##### PROVIDED MATERIAL #####

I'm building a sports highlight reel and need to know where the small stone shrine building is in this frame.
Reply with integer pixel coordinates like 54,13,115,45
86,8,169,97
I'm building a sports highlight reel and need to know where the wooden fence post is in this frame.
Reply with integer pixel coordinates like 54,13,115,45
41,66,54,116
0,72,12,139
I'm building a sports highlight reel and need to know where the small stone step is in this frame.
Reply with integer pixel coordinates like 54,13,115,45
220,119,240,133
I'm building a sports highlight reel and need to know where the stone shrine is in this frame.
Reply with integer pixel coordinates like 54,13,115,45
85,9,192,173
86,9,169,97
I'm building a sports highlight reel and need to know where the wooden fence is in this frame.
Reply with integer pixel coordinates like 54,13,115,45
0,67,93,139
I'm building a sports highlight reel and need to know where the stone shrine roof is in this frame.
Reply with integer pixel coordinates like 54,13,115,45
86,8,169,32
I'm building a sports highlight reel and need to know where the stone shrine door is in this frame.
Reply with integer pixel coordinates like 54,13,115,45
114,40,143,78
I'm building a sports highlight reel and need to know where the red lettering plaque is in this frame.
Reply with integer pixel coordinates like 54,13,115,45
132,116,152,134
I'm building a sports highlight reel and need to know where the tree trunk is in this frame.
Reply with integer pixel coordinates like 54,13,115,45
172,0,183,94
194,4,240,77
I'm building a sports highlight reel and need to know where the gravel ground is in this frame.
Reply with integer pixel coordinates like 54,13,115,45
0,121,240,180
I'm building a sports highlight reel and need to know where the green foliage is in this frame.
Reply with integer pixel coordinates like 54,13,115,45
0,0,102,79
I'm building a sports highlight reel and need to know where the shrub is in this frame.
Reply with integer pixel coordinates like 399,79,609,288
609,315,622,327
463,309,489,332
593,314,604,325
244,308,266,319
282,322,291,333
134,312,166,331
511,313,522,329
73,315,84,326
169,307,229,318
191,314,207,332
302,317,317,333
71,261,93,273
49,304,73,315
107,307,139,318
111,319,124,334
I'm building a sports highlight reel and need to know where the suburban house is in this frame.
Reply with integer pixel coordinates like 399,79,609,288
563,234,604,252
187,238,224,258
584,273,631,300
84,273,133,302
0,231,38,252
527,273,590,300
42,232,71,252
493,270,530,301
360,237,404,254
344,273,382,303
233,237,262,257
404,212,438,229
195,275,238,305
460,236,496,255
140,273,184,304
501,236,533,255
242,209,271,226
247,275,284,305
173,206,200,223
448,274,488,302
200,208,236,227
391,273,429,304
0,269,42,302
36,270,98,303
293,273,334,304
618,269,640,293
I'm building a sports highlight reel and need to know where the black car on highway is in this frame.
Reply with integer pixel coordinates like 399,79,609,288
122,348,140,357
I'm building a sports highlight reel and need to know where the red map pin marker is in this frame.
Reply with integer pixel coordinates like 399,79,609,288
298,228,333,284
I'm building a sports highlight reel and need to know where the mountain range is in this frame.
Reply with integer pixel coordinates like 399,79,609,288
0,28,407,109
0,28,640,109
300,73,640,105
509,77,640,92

#####

[AIM]: Copy every line above without changes, from the line containing "foliage is in this frame." down to the line containing "111,319,124,334", including both of those lines.

[OUTPUT BELOW]:
I'm building a sports highlight reel and need to know where the green foliage is in this frame.
Reply with integer pixel coordinates like 54,13,115,45
0,0,102,79
I'm building a sports highlight reel and need to know where the shrub is in this frame.
Reply with integer pixel coordinates like 399,79,609,288
609,315,622,327
463,309,489,332
593,314,604,325
244,308,266,319
282,322,291,333
134,312,166,331
511,313,522,329
73,315,84,326
169,307,229,318
191,314,207,332
302,317,317,333
71,261,93,273
49,304,73,315
107,307,139,318
111,319,124,334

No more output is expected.